== Segment start ==
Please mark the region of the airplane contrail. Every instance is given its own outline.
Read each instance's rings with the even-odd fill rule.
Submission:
== Segment end ==
== Segment start ==
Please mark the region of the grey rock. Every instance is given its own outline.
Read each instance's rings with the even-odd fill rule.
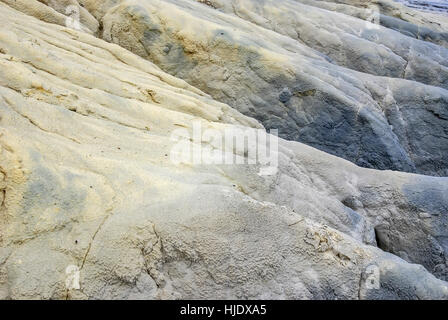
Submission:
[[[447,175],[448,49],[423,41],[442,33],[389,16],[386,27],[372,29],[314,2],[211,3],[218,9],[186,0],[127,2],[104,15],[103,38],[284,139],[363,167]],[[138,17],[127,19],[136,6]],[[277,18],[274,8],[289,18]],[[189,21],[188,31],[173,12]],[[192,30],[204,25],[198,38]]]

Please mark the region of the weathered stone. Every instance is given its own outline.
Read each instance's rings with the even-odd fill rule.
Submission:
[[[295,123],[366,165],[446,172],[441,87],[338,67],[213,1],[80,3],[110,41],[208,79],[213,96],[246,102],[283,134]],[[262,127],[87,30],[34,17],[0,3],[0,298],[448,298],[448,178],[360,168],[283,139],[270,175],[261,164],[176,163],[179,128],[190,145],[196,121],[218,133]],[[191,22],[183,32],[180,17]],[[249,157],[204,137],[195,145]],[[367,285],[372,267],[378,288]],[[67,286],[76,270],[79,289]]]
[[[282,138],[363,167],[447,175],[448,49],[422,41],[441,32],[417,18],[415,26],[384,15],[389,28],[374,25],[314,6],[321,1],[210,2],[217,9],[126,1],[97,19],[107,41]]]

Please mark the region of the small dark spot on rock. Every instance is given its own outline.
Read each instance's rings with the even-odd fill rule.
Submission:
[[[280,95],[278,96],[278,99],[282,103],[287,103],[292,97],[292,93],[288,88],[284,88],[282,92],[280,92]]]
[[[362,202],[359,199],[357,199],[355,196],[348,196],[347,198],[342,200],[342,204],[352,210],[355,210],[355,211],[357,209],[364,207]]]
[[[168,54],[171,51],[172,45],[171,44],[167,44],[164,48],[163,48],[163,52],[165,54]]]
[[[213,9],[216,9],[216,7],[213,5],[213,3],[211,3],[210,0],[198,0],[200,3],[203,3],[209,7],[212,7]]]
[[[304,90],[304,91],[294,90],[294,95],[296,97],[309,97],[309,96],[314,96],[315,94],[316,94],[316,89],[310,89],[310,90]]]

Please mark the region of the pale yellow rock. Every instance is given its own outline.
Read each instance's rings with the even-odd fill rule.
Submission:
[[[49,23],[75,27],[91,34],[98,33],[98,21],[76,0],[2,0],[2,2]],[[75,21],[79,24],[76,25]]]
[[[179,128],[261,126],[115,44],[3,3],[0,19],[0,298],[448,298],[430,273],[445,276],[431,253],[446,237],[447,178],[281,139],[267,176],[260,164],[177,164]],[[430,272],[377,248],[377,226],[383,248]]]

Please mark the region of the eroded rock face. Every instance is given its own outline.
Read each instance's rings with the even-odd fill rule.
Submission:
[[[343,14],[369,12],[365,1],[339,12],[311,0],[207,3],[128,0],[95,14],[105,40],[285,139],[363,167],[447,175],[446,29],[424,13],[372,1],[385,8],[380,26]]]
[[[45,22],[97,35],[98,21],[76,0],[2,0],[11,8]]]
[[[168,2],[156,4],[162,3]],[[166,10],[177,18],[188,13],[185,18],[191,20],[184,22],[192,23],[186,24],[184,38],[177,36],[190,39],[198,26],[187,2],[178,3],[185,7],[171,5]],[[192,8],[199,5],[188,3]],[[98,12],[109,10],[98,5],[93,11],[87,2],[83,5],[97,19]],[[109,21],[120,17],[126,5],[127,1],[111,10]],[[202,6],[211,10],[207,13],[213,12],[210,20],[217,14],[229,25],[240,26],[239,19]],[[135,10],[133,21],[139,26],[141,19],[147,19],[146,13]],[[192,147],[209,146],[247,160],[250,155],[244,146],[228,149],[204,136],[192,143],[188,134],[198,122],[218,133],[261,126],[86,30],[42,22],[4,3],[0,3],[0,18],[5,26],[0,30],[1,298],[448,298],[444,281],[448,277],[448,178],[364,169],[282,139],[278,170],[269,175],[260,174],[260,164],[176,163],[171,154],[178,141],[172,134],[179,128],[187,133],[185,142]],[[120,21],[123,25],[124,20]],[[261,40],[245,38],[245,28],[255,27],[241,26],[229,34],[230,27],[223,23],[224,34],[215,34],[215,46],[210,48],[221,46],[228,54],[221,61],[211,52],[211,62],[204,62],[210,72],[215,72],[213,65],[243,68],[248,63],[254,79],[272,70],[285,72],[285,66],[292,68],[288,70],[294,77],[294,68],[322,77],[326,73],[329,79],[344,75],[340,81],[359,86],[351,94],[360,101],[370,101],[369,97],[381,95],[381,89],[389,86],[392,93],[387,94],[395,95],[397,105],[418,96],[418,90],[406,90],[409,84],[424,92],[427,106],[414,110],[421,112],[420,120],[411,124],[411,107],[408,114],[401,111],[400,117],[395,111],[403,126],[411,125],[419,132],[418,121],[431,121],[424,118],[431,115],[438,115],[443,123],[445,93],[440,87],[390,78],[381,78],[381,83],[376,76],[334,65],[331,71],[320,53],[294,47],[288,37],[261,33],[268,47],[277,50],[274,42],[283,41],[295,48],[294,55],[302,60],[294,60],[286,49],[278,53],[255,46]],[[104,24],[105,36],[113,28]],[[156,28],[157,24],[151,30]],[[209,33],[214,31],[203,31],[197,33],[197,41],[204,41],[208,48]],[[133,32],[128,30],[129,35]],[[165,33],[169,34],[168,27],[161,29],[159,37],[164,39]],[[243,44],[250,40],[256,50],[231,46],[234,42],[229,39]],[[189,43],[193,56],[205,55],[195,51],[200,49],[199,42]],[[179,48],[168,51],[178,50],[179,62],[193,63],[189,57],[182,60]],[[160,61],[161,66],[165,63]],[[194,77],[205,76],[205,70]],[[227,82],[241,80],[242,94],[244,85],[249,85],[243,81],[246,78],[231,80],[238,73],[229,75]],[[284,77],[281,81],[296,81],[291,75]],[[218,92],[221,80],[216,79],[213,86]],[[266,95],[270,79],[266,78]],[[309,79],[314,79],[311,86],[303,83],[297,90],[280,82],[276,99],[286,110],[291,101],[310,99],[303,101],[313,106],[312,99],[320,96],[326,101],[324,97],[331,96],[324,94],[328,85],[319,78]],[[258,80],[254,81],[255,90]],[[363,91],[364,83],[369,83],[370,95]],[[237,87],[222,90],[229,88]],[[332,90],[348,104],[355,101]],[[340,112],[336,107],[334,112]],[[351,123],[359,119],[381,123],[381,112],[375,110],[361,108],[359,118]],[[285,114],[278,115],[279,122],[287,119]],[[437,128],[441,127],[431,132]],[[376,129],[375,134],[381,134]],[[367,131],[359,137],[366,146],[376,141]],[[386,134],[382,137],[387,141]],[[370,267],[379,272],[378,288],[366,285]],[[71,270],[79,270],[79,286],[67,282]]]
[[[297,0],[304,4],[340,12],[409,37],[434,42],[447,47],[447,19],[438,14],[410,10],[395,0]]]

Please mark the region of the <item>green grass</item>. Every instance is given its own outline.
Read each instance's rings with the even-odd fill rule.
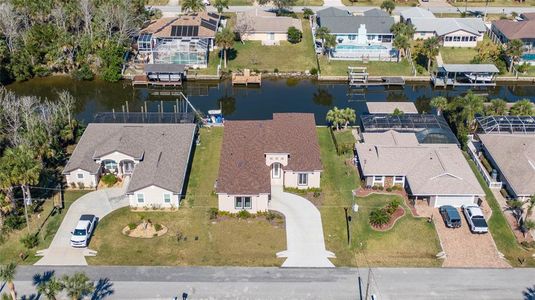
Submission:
== Segment end ==
What to work on: Copy each line above that has the word "mark".

Worked solution:
Please mark the region of the airplane contrail. Every instance is given its own outline.
Please mark the region of the grey rock. Every instance is given its own outline.
Please mark the region of the weathered stone. Every instance is given its own outline.
Please mark the region of the small dark spot on rock. Every instance is given its own outline.
Please mark the region of the pale yellow rock. Every instance is given its own outline.
Please mark the region of the eroded rock face. Every instance is given its own outline.
Please mark the region of the <item>green grass</item>. Every instance is given its own outline.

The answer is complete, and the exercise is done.